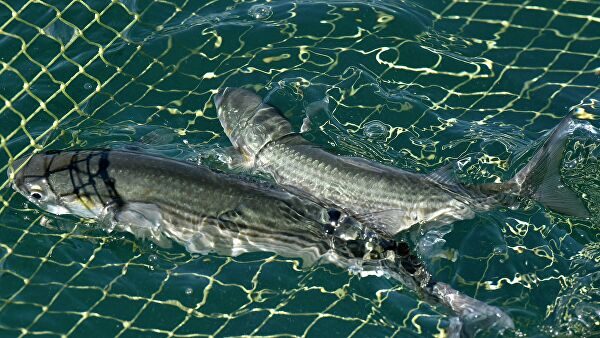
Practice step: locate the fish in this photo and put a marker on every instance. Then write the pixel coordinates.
(169, 201)
(388, 199)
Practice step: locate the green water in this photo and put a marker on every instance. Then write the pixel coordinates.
(412, 84)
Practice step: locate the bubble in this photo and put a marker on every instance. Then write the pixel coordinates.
(260, 12)
(375, 129)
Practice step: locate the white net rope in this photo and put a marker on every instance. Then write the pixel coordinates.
(83, 73)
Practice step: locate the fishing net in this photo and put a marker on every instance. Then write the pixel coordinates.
(415, 84)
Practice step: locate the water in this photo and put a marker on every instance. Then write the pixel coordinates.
(413, 84)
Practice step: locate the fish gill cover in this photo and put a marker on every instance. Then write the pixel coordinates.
(413, 84)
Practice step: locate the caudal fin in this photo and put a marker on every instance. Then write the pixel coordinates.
(475, 315)
(540, 178)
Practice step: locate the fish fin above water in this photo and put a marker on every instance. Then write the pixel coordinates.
(143, 220)
(540, 178)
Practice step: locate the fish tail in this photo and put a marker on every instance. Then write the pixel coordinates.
(474, 315)
(540, 178)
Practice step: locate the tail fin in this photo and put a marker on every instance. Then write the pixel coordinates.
(540, 178)
(474, 315)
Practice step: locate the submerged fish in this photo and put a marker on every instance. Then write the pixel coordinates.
(388, 199)
(166, 200)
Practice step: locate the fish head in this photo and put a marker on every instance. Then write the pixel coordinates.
(249, 123)
(57, 182)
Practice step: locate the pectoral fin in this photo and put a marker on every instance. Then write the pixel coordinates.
(143, 220)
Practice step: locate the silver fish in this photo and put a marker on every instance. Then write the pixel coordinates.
(172, 201)
(389, 199)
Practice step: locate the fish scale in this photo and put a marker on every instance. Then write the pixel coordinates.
(168, 201)
(387, 199)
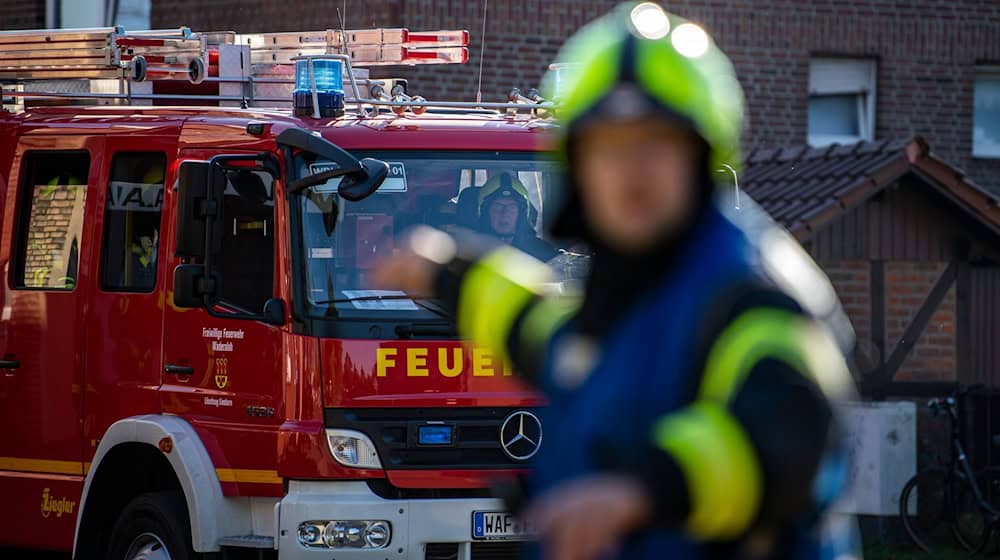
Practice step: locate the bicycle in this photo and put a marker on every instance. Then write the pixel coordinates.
(951, 499)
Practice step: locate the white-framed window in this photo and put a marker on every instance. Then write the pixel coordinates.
(841, 100)
(986, 113)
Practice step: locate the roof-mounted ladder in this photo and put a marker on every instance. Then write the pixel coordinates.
(110, 65)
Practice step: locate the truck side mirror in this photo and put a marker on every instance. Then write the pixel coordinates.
(198, 200)
(190, 287)
(360, 185)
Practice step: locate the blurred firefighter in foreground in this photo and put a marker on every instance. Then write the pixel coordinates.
(692, 388)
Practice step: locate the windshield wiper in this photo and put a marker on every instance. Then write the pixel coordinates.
(421, 302)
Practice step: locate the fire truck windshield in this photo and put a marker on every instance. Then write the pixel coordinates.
(508, 195)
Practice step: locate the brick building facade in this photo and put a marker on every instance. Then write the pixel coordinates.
(926, 52)
(926, 55)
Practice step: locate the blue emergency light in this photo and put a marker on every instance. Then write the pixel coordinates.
(329, 87)
(434, 435)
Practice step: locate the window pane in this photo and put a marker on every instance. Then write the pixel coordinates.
(986, 117)
(834, 115)
(132, 222)
(55, 195)
(246, 261)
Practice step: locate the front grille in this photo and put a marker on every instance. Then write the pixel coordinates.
(476, 442)
(496, 550)
(506, 550)
(384, 489)
(441, 551)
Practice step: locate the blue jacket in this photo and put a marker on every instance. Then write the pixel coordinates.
(715, 389)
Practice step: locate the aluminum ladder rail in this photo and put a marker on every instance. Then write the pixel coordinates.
(101, 53)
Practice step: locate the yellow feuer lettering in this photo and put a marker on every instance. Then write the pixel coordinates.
(450, 362)
(456, 368)
(482, 363)
(384, 359)
(416, 362)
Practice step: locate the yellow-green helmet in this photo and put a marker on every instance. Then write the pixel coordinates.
(671, 62)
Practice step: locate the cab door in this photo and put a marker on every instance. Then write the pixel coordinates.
(224, 374)
(47, 234)
(128, 294)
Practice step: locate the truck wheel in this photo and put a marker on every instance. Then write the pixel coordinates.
(153, 526)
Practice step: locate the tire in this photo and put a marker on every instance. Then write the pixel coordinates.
(970, 524)
(153, 526)
(924, 508)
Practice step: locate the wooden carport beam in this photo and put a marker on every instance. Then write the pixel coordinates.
(882, 376)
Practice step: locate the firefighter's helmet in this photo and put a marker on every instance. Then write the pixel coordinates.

☆ ☆ ☆ ☆ ☆

**EXERCISE**. Render all of the data above as a Markdown table with the columns "Row" and "Text", one numbered row per line. Skip blank lines and leave the pictures out.

**FINISHED TASK**.
| Row | Text |
|---|---|
| 1 | Practice step: locate the fish in this photo and put a marker on every instance. Then write the pixel coordinates. |
| 2 | (169, 201) |
| 3 | (388, 199) |
| 4 | Practice step: locate the green water in this photo and put a marker on every instance. Then write the pixel coordinates. |
| 5 | (412, 84) |
| 6 | Practice step: locate the bubble in this photo and put a marker on every instance. Then write the pixel coordinates. |
| 7 | (260, 12) |
| 8 | (375, 129) |
| 9 | Practice step: locate the white net rope in this photo and put a marker on every instance. Then write the pixel coordinates. |
| 10 | (83, 73) |
| 11 | Practice step: locate the fishing net in this photo and put a marker on every instance. Then write the pixel coordinates. |
| 12 | (415, 84) |
| 13 | Practice step: locate the water in this photo and put a marker on every instance. Then write the pixel coordinates. |
| 14 | (413, 84) |
| 15 | Practice step: locate the fish gill cover in this photo and put a marker on every instance. Then write the pixel coordinates. |
| 16 | (413, 84) |
| 17 | Practice step: locate the caudal fin in this photo and put a marker on every instance. Then write the pixel coordinates. |
| 18 | (475, 315) |
| 19 | (540, 178) |
| 20 | Practice step: locate the fish fin above water in this photo and put a marker on every instance. Then write the pixel coordinates. |
| 21 | (143, 220) |
| 22 | (540, 178) |
| 23 | Practice step: locate the fish tail in this photo and put a marker on every instance. Then write the pixel coordinates. |
| 24 | (474, 315) |
| 25 | (540, 178) |
| 26 | Practice step: locate the tail fin in this photo and put a marker on every instance. Then write the pixel coordinates. |
| 27 | (540, 178) |
| 28 | (474, 315) |
| 29 | Practice step: locate the submerged fish in this photo and put a marker on every instance. Then write the pixel coordinates. |
| 30 | (388, 199) |
| 31 | (166, 200) |
| 32 | Practice step: locate the fish head in this photo and put a marker on every instance. Then write the pixel coordinates. |
| 33 | (249, 123) |
| 34 | (57, 182) |
| 35 | Practice step: locate the pectoral fin in this photo and put a marker on every instance. Then write the pixel coordinates. |
| 36 | (143, 220) |
| 37 | Practice step: locate the silver fish in this photo and put a marker on every instance. Then write the pixel coordinates. |
| 38 | (172, 201) |
| 39 | (389, 199) |
| 40 | Practice step: locate the fish scale in this photo and put a marker on every instance. Then write the pixel coordinates. |
| 41 | (168, 201) |
| 42 | (387, 199) |
| 43 | Practice step: locate the bicycle in this photo and put a marker on every instance. Then write the pixel coordinates. |
| 44 | (951, 499) |
| 45 | Practice step: locate the white-framed window in this photo and put a marker on every instance. Then write the pixel coordinates. |
| 46 | (841, 100) |
| 47 | (986, 113) |
| 48 | Practice step: locate the roof-mounted ladder in this photo and put a marker on every instance. Then write the pixel coordinates. |
| 49 | (110, 65) |
| 50 | Practice step: locate the truck side mirror in this photo and put a marker on every instance. Then write the pixel coordinates. |
| 51 | (198, 200) |
| 52 | (190, 287) |
| 53 | (360, 185) |
| 54 | Practice step: locate the blurred firefighter in foreground in this photo and put a marker on every instance. Then write the pixel coordinates. |
| 55 | (692, 388) |
| 56 | Practice step: locate the windshield wiper in this photo and put a marker on every instance. Then write the pixel coordinates. |
| 57 | (421, 302) |
| 58 | Practice step: locate the fire truck windshield in this photo and put a marker on every instance. Then write the pixel coordinates. |
| 59 | (508, 195) |
| 60 | Practice step: locate the brick building facade in this photo and put a marker on every instance. Then write the pixel coordinates. |
| 61 | (926, 52) |
| 62 | (926, 55) |
| 63 | Practice step: locate the blue emergency light in this photo and put a marker on every instance. Then write the pixel coordinates. |
| 64 | (329, 87) |
| 65 | (434, 435) |
| 66 | Practice step: locate the window pane in this photo and put a marker on every instance. Then write the pixel coordinates. |
| 67 | (986, 117) |
| 68 | (834, 115) |
| 69 | (132, 222) |
| 70 | (55, 195) |
| 71 | (246, 261) |
| 72 | Practice step: locate the front grille in this photo and put a marker on every instance. Then write the pixel coordinates. |
| 73 | (476, 442) |
| 74 | (496, 550) |
| 75 | (506, 550) |
| 76 | (384, 489) |
| 77 | (441, 551) |
| 78 | Practice step: locate the blue jacket in this photo and put a marker on every instance. Then write the pixel coordinates. |
| 79 | (715, 389) |
| 80 | Practice step: locate the aluminum ladder rail in this photo and put a marker on every instance. Then write the pixel coordinates. |
| 81 | (101, 53) |
| 82 | Practice step: locate the yellow feuer lettering in this photo and put a marker on every instance. Then write the pixel coordinates. |
| 83 | (450, 362) |
| 84 | (456, 368) |
| 85 | (482, 363) |
| 86 | (384, 359) |
| 87 | (416, 362) |
| 88 | Practice step: locate the yellow-green helmet in this photo and put a marker on every instance. Then write the pixel coordinates. |
| 89 | (671, 62) |
| 90 | Practice step: locate the cab door in this photo and put a marker on every instance. Then write the pixel coordinates. |
| 91 | (224, 374) |
| 92 | (47, 234) |
| 93 | (128, 294) |
| 94 | Practice step: locate the truck wheel in this photo and put a marker on every instance. Then write the pixel coordinates. |
| 95 | (153, 526) |
| 96 | Practice step: locate the tire in this photo and put a marker on every instance. Then write the pixel coordinates. |
| 97 | (970, 524) |
| 98 | (153, 526) |
| 99 | (924, 508) |
| 100 | Practice step: locate the wooden carport beam in this photo and put a marker on every instance. Then write the pixel coordinates. |
| 101 | (882, 376) |
| 102 | Practice step: locate the firefighter's helmet in this photo and put a marker on every instance. Then write the pixel coordinates. |